**Given problem A:** Reproduce the records without any change. Begin at the line that contains "Can you see the orange" and stop after the last line of the records.
═════ Selected text ═════
Shocks in the Solar Atmosphere

Despite the Sun’s proximity, there’s still a lot we don’t know about our nearest star! A new study, however, has brought us a step closer to understanding one of its mysteries: how the solar atmosphere is heated.

solar temperatures

The temperatures of different layers of the Sun. The Sun’s atmosphere gets progressively warmer with increasing distance from the core, from the photosphere at 6,000 K, to the chromosphere at 10,000 K, to the corona at 1,000,000 K. [ISAS/JAXA]

Blame Shocks for Heating?

The outer layers of the Sun present an interesting conundrum: instead of continuing to drop in temperature with increasing distance from the Sun’s hydrogen-fusing core — the way the Sun’s inner layers do — the atmosphere above the Sun’s surface becomes progressively hotter with distance. How is heat getting delivered from the Sun’s center to these outer layers? 

One possible culprit is shocks. Oscillations continuously travel through the Sun’s interior to its surface, launching compressible waves into its atmosphere. These waves can then evolve into shocks as they propagate outward — and the dissipation of these shocks can deposit energy into the Sun’s atmosphere, contributing to its heating.

Besides their potential role in atmospheric heating, these shocks serve a number of other purposes that should encourage us to study them. They are thought to serve as the trigger for observed phenomena, such as the tiny chromospheric jets driven in active regions. Furthermore, they can be used to probe the solar atmosphere — measuring shock properties can tell us more about the structure of the environment through which they propagate.
═════ Record list ═════
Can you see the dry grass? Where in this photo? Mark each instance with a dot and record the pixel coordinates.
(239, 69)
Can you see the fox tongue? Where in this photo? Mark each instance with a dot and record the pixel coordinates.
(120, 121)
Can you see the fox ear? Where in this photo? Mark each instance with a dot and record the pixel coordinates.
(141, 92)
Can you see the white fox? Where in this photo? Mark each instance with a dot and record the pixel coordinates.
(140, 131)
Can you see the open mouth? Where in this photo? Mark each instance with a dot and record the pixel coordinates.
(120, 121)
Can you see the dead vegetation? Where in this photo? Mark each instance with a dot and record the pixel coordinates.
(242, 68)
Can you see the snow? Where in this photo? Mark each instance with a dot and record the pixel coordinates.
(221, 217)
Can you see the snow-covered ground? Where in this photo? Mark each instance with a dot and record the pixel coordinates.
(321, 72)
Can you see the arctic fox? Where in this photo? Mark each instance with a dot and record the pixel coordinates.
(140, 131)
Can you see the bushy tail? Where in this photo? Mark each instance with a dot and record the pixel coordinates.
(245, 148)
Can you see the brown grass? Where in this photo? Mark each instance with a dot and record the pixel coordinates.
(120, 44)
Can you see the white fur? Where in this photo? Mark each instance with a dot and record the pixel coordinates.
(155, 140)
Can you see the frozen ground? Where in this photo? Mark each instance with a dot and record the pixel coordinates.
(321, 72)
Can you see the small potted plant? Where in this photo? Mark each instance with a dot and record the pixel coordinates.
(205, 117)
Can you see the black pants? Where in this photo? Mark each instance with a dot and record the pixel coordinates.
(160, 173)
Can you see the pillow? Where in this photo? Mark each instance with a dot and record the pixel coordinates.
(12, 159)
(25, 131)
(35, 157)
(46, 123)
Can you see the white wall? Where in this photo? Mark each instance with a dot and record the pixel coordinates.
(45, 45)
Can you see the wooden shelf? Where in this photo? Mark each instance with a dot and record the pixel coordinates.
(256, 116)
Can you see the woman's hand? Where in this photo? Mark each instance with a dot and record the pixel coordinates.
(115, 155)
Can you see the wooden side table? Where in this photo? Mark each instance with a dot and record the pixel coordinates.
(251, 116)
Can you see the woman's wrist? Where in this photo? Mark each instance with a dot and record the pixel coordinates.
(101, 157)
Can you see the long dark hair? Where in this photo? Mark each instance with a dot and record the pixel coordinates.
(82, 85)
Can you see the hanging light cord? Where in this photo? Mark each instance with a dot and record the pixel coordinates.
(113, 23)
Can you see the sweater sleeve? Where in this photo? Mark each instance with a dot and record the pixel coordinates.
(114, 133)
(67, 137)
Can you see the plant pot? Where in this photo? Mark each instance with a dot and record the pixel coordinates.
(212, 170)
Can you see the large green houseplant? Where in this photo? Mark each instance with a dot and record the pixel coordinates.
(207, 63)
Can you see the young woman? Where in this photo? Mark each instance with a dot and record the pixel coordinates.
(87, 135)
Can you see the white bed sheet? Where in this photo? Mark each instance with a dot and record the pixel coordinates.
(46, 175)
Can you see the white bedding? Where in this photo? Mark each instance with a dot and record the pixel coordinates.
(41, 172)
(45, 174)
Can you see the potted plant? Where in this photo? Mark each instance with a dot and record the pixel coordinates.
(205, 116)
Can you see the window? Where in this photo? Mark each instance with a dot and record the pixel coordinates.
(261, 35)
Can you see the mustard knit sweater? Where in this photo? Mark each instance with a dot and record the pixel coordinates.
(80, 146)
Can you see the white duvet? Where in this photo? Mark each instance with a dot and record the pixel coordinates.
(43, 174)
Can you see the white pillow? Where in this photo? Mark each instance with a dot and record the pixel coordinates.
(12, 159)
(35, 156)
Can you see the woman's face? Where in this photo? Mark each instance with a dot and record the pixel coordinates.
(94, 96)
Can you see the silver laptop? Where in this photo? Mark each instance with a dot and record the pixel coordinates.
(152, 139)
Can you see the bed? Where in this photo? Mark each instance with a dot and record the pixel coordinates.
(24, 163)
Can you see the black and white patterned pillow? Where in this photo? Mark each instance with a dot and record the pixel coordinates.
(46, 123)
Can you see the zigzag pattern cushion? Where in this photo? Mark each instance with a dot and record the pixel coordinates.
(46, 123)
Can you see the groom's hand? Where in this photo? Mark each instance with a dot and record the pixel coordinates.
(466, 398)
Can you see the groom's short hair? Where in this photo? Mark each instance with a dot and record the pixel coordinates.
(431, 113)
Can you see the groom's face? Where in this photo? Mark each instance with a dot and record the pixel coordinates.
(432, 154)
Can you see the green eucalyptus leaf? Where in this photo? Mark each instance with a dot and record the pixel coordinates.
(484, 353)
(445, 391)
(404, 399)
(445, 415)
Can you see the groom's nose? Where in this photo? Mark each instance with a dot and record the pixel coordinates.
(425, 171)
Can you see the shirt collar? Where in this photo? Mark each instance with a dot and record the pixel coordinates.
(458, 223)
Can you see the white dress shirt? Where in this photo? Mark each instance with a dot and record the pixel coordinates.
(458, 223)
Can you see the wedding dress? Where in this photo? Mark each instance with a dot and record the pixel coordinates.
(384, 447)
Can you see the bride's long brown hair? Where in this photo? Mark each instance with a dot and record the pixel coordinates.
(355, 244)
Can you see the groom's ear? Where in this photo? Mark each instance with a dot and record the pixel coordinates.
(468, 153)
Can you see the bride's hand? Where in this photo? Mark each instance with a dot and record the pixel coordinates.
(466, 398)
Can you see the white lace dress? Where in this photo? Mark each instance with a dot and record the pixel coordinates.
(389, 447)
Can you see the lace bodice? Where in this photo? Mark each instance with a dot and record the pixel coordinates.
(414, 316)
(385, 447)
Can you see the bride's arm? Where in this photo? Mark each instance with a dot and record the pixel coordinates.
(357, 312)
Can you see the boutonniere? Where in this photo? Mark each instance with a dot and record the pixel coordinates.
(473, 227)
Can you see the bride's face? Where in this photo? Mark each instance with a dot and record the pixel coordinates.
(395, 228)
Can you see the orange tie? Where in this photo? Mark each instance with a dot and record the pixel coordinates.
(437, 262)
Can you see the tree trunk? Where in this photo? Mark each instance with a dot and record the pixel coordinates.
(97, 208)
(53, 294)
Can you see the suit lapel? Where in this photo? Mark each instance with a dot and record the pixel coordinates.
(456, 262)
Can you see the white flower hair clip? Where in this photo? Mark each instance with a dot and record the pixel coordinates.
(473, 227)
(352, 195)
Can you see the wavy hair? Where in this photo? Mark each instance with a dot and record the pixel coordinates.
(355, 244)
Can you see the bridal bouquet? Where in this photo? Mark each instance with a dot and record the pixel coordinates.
═════
**Given problem B:** In the text on shocks in the solar atmosphere, what temperature is given for the chromosphere?

**Worked answer A:**
Can you see the orange tie? Where in this photo? Mark each instance with a dot and record the pixel coordinates.
(437, 262)
Can you see the tree trunk? Where in this photo? Mark each instance with a dot and record the pixel coordinates.
(97, 208)
(53, 294)
Can you see the suit lapel? Where in this photo? Mark each instance with a dot and record the pixel coordinates.
(456, 262)
Can you see the white flower hair clip? Where in this photo? Mark each instance with a dot and record the pixel coordinates.
(473, 227)
(352, 195)
Can you see the wavy hair? Where in this photo? Mark each instance with a dot and record the pixel coordinates.
(355, 244)
Can you see the bridal bouquet? Where in this photo? Mark each instance with a dot and record the pixel coordinates.

**Worked answer B:** 10,000 K